"""

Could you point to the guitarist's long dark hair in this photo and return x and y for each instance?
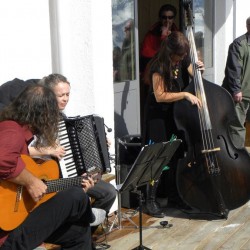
(37, 108)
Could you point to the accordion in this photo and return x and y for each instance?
(84, 139)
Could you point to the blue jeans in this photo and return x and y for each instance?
(63, 220)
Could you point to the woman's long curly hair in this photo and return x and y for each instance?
(37, 108)
(175, 44)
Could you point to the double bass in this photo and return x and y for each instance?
(213, 176)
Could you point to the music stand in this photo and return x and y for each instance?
(148, 166)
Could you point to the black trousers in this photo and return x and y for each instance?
(63, 220)
(104, 195)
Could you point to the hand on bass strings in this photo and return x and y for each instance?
(193, 99)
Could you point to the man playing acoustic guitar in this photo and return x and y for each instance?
(65, 217)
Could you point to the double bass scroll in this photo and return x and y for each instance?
(214, 176)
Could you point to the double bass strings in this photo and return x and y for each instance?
(204, 117)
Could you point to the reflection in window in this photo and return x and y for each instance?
(123, 40)
(203, 13)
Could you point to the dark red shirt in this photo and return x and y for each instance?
(14, 142)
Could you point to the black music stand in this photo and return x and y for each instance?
(148, 166)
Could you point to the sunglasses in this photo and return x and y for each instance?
(167, 17)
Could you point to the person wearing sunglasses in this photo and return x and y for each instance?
(152, 42)
(157, 33)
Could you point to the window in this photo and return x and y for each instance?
(123, 16)
(203, 33)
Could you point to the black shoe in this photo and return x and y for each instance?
(152, 208)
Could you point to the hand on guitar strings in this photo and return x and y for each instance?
(37, 189)
(87, 182)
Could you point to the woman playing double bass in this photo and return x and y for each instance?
(167, 75)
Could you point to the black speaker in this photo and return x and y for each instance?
(129, 148)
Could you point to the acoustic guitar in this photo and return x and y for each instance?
(16, 203)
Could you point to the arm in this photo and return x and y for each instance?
(34, 186)
(57, 151)
(234, 68)
(162, 95)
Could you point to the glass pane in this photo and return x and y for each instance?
(203, 33)
(123, 16)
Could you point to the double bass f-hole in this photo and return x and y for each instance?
(213, 176)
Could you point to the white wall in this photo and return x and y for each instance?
(25, 39)
(230, 22)
(82, 51)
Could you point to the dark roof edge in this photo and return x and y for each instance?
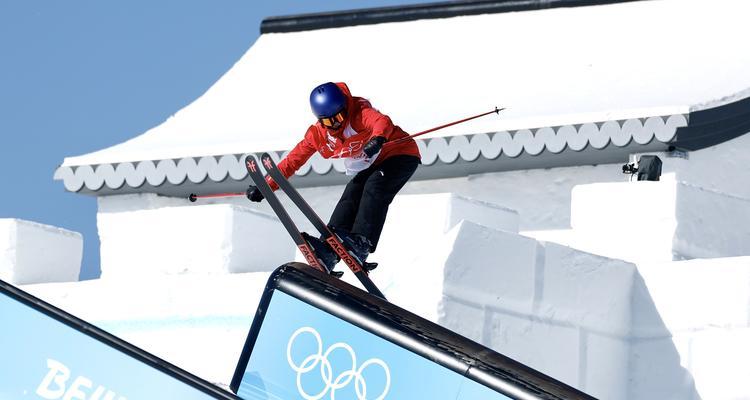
(716, 125)
(369, 16)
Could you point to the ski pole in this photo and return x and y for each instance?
(495, 111)
(193, 197)
(349, 151)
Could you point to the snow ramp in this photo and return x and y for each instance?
(317, 337)
(50, 354)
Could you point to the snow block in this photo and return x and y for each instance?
(36, 253)
(562, 311)
(647, 221)
(146, 234)
(719, 359)
(415, 223)
(699, 294)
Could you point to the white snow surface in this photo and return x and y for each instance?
(31, 252)
(549, 68)
(146, 234)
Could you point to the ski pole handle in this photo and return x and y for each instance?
(194, 197)
(403, 139)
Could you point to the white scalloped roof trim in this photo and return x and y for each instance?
(446, 149)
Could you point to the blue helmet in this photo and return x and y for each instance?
(327, 100)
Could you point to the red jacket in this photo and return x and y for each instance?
(363, 122)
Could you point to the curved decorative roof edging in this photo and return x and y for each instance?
(621, 134)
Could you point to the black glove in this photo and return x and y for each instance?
(254, 194)
(373, 146)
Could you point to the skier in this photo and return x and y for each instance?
(349, 127)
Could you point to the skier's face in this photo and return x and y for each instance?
(334, 122)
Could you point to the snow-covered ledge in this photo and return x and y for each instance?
(149, 234)
(36, 253)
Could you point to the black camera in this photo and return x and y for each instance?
(648, 168)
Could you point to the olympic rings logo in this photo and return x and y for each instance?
(320, 358)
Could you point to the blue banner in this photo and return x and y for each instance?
(302, 352)
(43, 358)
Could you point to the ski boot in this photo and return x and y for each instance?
(325, 254)
(358, 245)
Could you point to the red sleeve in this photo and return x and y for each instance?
(379, 124)
(297, 157)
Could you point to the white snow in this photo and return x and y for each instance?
(149, 234)
(196, 322)
(31, 252)
(659, 221)
(549, 67)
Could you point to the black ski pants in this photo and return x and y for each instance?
(364, 204)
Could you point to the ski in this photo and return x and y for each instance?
(327, 234)
(260, 181)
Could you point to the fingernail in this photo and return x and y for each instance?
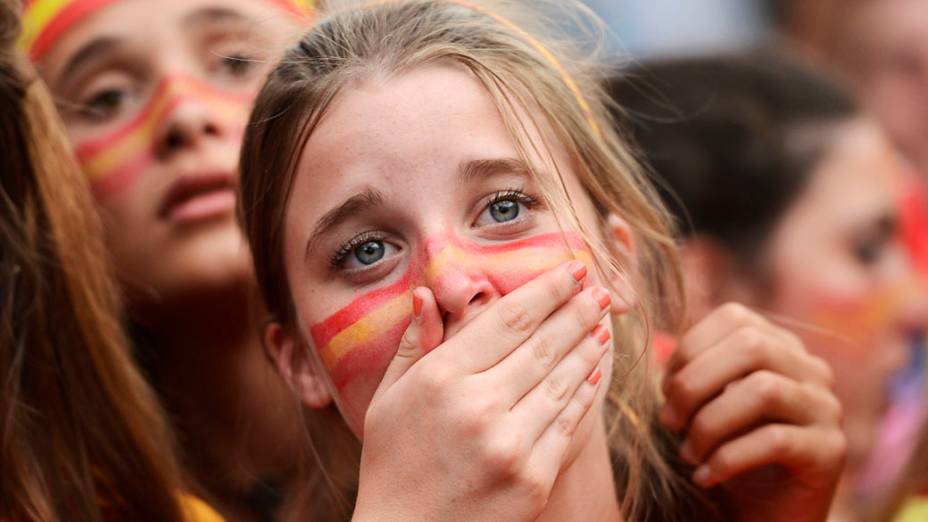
(703, 476)
(577, 269)
(669, 418)
(686, 453)
(601, 334)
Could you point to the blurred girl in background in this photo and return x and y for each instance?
(787, 196)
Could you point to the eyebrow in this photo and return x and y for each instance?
(90, 52)
(208, 15)
(484, 168)
(358, 203)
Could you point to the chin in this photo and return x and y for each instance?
(210, 263)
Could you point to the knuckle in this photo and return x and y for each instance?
(516, 318)
(736, 314)
(556, 388)
(826, 372)
(503, 456)
(535, 488)
(779, 440)
(543, 352)
(680, 391)
(700, 431)
(723, 461)
(753, 341)
(566, 426)
(767, 386)
(839, 447)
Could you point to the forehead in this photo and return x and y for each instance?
(860, 175)
(155, 23)
(427, 120)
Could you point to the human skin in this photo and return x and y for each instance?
(885, 52)
(155, 96)
(839, 268)
(398, 149)
(836, 274)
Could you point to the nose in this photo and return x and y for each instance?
(187, 126)
(460, 282)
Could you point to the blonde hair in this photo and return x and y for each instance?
(498, 43)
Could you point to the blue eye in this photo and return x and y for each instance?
(503, 211)
(370, 252)
(507, 207)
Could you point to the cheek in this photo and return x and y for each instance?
(356, 343)
(115, 160)
(860, 317)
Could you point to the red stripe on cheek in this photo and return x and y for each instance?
(369, 361)
(323, 332)
(108, 185)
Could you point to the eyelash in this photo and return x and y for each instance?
(338, 258)
(514, 194)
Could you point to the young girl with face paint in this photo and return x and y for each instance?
(83, 436)
(791, 194)
(418, 171)
(155, 96)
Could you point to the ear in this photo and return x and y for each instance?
(709, 277)
(293, 361)
(621, 243)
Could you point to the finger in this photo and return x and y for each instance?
(535, 359)
(802, 450)
(423, 334)
(544, 403)
(709, 331)
(548, 453)
(506, 324)
(761, 397)
(744, 351)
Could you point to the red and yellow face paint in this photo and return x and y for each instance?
(359, 339)
(45, 21)
(114, 160)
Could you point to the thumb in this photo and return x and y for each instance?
(422, 335)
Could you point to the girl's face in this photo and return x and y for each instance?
(155, 96)
(408, 181)
(841, 270)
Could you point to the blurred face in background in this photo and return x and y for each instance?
(837, 267)
(155, 96)
(884, 46)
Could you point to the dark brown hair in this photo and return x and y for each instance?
(82, 435)
(732, 140)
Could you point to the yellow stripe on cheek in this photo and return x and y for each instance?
(38, 16)
(366, 329)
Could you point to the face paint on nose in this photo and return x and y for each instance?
(359, 340)
(114, 161)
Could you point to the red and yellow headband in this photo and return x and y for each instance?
(44, 21)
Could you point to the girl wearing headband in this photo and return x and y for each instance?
(155, 96)
(412, 171)
(83, 436)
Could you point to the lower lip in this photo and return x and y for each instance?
(209, 205)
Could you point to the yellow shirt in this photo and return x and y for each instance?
(195, 510)
(914, 510)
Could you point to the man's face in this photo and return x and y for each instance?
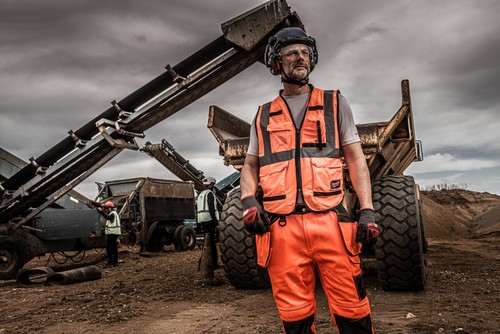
(296, 61)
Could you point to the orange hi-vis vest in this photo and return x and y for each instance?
(300, 160)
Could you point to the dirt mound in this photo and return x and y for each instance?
(441, 221)
(465, 203)
(489, 222)
(459, 212)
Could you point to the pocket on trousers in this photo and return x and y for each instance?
(263, 247)
(349, 230)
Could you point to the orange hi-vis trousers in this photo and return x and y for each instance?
(303, 241)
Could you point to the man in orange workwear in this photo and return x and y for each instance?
(296, 146)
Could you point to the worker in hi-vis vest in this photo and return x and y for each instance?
(297, 142)
(112, 230)
(207, 215)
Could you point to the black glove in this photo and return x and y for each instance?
(367, 228)
(254, 216)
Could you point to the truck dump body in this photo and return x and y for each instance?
(151, 210)
(390, 147)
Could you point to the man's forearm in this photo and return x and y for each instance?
(249, 176)
(359, 174)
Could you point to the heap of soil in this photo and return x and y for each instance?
(489, 222)
(441, 221)
(459, 212)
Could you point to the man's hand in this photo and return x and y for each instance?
(254, 216)
(367, 228)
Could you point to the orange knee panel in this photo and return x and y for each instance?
(300, 243)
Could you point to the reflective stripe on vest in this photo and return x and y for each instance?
(305, 160)
(203, 210)
(113, 227)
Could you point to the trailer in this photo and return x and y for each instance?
(389, 147)
(154, 212)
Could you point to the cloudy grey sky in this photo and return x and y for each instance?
(62, 62)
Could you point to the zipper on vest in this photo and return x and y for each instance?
(298, 167)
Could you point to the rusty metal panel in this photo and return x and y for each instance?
(167, 189)
(248, 29)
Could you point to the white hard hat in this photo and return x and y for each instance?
(209, 180)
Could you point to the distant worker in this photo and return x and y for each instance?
(295, 152)
(112, 230)
(207, 215)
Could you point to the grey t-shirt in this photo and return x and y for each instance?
(297, 105)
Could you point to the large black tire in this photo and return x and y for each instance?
(400, 247)
(238, 253)
(11, 257)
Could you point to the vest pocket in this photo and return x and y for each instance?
(272, 179)
(327, 177)
(281, 135)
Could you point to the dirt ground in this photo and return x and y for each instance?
(164, 293)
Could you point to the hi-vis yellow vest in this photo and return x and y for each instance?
(304, 160)
(113, 227)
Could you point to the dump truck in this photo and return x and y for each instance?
(34, 188)
(389, 147)
(154, 212)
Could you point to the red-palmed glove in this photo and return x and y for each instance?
(254, 217)
(367, 228)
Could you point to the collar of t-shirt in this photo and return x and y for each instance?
(297, 105)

"""

# Aim of the task
Could you print, exactly and with nothing else, the lines from the one containing "Could you point to the vest" through the last line of the records above?

# Your response
Could you point to the vest pocket in this photo and return x and y for each instance?
(272, 179)
(327, 177)
(281, 135)
Could you point to the dirt ground in this photo and return x and y for each instance?
(164, 293)
Could you point to the hi-vis yellow vest in this photo and return x and y for each instance?
(304, 160)
(113, 227)
Could you point to the dump truck in this photo and return x and y for each instance?
(34, 188)
(389, 147)
(154, 212)
Could you point to the red-palmed glove in this photo and return x and y for each instance?
(254, 217)
(367, 228)
Could you point to the collar of t-shirt in this photo and return x and y for each instance?
(297, 105)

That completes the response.